:: LIST OF TASKS ::
1 - Please condense the paragraph beginning "The purpose of the five-year compact" in the article on El Salvador into a short list that keeps its main facts.
2 - Carry on the article about El Salvador, starting after its final sentence.

:: PASSAGE ::
========

DOLORES, El Salvador—In September 2007, the U.S. Millennium Challenge Corporation (MCC) invested $461 million in the infrastructure of northern El Salvador. Today, the residents of this area are seeing dramatic improvements in their quality of life.
In the 1980s, gross inequality and poverty in El Salvador led the nation to civil war. By the time the opposing sides entered a United Nations-brokered peace agreement in 1992, the 70,000 El Salvadorians were killed and the country was left with more than $2 billion in damage.
But while conditions seemed bleak, with swift political and economic reforms El Salvador began to recover.
But then El Salvador’s growth was quickly stunted by natural disasters. In 1998 Hurricane Mitch swept through the country followed by a series of earthquakes in 2001. This destroyed the country’s infrastructure and left millions homeless. El Salvador was also hit by the global recession in 2008.
Once again though, El Salvador proved resilient.
Since the new moderate President Mauricio Funes’ election in 2009, growth in El Salvador is staggering. Annual GDP growth recovered from a low of -3.1 percent in 2009 to a stable 2.2 percent in 2011. Poverty rates decreased from a high of 40.6 percent in 2011 to 29.6 percent in 2013.
While this growth is mainly attributed to the policies of El Salvador’s new president, credit is also due to the $461 million investment by the United States in El Salvador’s infrastructure as well.
This investment was part of a five-year compact entered between the MCC and the Government of El Salvador in 2007. The MCC is an independent U.S. foreign aid organization, much like USAID, established by Congress in 2004.
The purpose of the five-year compact was to improve the lives of El Salvadorians through water sanitation projects, electricity, hygiene, teacher training and student scholarships. The largest component of the compact was the infrastructure developments of El Salvador’s Northern Zone.
By 2012, the MCC left El Salvador with 23 complete bridges and the expansive Northern Transnational Highway.
One bridge in particular, the Nueva Eden de San Juan Bridge, has been extremely helpful in promoting trade and education in El Salvador. The bridge allows El Salvadorans to traverse the Lempa River, which previously was a time consuming and even dangerous endeavor.

========

:: EXTRACTED INFORMATION ::
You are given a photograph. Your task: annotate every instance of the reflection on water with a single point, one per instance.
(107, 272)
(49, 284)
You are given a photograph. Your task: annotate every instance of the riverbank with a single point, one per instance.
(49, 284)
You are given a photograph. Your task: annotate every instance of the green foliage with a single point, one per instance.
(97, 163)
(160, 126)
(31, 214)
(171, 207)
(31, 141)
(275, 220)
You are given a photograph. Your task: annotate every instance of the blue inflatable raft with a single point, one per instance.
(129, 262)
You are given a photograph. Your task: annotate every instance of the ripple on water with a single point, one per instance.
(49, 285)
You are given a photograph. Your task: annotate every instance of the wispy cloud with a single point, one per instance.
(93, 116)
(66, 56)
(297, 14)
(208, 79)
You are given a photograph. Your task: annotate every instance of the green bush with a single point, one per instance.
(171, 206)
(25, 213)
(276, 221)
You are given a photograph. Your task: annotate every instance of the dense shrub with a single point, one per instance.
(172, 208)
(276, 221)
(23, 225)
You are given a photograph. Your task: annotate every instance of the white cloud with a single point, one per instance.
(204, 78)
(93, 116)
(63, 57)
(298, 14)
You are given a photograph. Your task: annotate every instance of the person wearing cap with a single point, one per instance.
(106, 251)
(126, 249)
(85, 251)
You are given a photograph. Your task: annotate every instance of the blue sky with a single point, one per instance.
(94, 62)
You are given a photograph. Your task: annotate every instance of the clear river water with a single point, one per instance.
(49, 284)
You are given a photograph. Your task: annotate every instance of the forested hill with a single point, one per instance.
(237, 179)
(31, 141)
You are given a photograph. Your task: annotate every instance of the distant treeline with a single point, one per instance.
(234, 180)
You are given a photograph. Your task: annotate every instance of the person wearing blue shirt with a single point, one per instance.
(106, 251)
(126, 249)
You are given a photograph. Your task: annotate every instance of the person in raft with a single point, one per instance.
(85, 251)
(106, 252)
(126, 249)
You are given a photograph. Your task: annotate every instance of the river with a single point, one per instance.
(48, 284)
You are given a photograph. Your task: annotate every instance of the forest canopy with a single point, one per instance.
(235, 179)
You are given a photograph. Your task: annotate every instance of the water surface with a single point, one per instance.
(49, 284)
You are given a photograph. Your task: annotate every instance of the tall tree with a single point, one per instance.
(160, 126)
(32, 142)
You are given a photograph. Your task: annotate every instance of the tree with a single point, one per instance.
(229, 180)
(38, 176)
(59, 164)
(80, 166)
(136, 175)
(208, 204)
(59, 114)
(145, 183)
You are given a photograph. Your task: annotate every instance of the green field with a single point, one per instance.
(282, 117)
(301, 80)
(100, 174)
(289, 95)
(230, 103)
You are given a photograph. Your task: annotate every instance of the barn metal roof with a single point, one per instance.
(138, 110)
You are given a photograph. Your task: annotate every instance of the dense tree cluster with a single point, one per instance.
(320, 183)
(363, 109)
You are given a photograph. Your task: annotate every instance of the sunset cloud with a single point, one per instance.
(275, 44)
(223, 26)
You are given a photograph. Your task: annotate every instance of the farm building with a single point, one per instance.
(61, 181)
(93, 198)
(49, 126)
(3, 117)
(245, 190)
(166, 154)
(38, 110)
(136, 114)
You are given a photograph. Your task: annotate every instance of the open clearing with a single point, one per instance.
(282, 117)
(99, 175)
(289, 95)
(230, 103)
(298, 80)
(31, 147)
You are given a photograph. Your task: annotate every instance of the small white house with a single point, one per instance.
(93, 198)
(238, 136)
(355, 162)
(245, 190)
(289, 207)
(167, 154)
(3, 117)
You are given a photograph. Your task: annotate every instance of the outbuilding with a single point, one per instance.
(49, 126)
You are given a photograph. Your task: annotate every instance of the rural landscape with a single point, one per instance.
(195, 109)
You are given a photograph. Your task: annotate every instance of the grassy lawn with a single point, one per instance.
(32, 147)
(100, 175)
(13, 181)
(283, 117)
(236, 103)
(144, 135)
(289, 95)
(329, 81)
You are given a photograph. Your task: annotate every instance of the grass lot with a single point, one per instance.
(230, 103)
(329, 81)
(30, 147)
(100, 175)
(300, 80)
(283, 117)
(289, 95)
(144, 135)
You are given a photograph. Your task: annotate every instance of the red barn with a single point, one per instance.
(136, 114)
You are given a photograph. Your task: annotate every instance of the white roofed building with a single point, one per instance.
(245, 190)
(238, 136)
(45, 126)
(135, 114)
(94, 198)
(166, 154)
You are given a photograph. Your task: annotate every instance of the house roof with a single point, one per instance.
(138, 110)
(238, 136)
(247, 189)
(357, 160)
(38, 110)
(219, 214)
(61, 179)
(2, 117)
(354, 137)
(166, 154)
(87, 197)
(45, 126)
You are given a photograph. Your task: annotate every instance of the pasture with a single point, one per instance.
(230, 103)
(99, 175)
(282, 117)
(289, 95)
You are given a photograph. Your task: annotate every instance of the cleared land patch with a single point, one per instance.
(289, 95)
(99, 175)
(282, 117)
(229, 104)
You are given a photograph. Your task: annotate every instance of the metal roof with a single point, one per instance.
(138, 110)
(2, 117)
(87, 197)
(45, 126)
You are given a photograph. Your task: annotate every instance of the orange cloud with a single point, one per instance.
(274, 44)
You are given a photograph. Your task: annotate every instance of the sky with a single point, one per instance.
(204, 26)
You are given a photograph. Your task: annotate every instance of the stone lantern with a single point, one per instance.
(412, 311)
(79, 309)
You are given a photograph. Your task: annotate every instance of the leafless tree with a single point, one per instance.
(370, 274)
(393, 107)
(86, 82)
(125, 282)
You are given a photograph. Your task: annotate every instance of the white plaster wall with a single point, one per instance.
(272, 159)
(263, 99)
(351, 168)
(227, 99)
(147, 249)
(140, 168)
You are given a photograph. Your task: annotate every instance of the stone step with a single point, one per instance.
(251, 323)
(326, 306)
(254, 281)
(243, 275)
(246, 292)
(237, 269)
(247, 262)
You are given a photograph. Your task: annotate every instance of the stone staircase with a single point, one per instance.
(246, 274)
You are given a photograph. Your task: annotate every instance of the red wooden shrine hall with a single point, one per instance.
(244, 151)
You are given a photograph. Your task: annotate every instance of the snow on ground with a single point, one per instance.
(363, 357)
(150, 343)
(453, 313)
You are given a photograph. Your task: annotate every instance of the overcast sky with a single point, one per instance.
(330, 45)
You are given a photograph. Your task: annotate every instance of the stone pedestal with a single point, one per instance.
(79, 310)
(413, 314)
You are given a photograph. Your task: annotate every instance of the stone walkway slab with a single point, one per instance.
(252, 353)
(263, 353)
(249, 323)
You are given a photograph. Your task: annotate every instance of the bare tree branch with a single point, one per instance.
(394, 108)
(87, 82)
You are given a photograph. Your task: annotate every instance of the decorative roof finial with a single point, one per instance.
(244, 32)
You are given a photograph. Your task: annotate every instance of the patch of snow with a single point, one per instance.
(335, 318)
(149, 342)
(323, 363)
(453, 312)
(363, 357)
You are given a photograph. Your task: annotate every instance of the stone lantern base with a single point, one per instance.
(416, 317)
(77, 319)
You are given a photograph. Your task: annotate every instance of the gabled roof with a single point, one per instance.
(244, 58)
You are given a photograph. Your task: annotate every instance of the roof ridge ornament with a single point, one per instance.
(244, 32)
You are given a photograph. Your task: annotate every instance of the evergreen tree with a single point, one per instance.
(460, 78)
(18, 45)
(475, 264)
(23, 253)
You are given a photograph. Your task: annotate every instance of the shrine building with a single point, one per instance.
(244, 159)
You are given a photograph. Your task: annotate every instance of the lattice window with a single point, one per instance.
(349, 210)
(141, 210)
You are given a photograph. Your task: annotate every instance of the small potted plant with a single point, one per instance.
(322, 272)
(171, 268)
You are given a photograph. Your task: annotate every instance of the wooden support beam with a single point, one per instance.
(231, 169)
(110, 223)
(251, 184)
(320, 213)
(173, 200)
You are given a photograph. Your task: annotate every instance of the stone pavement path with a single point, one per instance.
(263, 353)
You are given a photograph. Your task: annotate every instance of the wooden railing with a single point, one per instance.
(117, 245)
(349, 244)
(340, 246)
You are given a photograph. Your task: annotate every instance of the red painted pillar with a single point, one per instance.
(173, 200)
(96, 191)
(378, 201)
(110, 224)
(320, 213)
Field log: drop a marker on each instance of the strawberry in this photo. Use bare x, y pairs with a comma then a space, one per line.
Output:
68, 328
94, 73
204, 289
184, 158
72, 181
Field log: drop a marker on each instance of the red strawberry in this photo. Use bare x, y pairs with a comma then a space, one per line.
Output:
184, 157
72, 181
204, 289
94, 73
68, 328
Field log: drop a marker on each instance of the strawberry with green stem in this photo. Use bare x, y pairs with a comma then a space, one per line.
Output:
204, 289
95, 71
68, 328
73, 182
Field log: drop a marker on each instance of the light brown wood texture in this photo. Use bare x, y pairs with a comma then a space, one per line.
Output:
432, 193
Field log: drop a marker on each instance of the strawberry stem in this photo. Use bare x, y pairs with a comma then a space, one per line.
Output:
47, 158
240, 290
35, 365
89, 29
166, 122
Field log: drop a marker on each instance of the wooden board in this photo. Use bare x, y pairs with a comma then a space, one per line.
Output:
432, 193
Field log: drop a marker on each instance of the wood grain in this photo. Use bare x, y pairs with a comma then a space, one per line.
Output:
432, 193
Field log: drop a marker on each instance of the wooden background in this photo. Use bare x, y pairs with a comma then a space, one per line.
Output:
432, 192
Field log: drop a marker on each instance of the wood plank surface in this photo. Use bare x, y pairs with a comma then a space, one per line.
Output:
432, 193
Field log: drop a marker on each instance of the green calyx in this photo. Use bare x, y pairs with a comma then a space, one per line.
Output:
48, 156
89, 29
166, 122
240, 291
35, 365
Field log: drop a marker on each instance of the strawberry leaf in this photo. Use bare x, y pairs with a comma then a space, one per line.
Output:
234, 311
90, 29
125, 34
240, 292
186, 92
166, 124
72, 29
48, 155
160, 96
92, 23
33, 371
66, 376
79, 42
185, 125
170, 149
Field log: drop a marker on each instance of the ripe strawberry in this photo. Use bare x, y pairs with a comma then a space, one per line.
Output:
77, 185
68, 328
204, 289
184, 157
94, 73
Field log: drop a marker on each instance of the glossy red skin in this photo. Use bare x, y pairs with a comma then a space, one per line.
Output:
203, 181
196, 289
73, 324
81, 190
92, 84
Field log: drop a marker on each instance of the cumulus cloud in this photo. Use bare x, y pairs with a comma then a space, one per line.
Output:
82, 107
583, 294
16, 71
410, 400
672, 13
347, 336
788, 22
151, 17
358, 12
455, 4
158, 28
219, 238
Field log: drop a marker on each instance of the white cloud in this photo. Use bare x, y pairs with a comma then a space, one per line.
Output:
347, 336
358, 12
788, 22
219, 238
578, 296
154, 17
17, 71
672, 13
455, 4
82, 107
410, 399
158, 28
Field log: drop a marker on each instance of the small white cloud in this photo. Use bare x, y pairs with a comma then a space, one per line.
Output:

========

:: PER-TASK OUTPUTS ::
1 -
- The five-year compact aimed to improve El Salvadorians' lives through:
  - water sanitation projects
  - electricity
  - hygiene
  - teacher training
  - student scholarships
- Its largest component was infrastructure development in El Salvador's Northern Zone.

2 -
Abel Humberto Hérnandez, a dairy producer in the town of Dolores recalls a time when he took six trips across the Lempa River a day, waiting hours for the ferry and spending eight dollars per trip. With the Nueva Eden de San Juan Bridge, Hérnandez now takes as many as nine trips per day, each trip taking as little as 10 minutes. His production has nearly doubled and he has since hired additional employees to his business.
“I know that all people of this area are happy and grateful for the project. Dolores is the town that has benefited commercially, because traffic is up and more businesses are thriving,” Hérnandez said in an interview with MCC.
The Nueva Eden de San Juan Bridge is also impacting the children of northern El Salvador.
With fast and trustworthy ways to get to travel, attendance at schools all across the region has increased. For example, enrollment at the Laura Urquilla vuida de Azurdia school in Dolores increased by close to 250 students.
The Northern Transnational Highway also brought similar advancements in business and education.
Spanning 138 miles, the Northern Transnational Highway connects people from remote villages to bustling towns. Existing businesses are seeing increases in customers and many new businesses are cropping up alongside the highway.
One teacher notes that her commute to school has decreased from two hours to a half hour on the new highway.
In addition to economic and educational advancements, El Salvadorans are seeing benefits in other services such as healthcare. Mayra Naomi Martinez de Escobar notes that, “Before we had to walk a lot, and when someone got sick, it was difficult to transfer to a medical center. They had to bring them in a hammock on the sidewalk, and that was very complicated in bad weather.”
Now, transportation is quick and cheap which can make all the difference in saving someone’s life.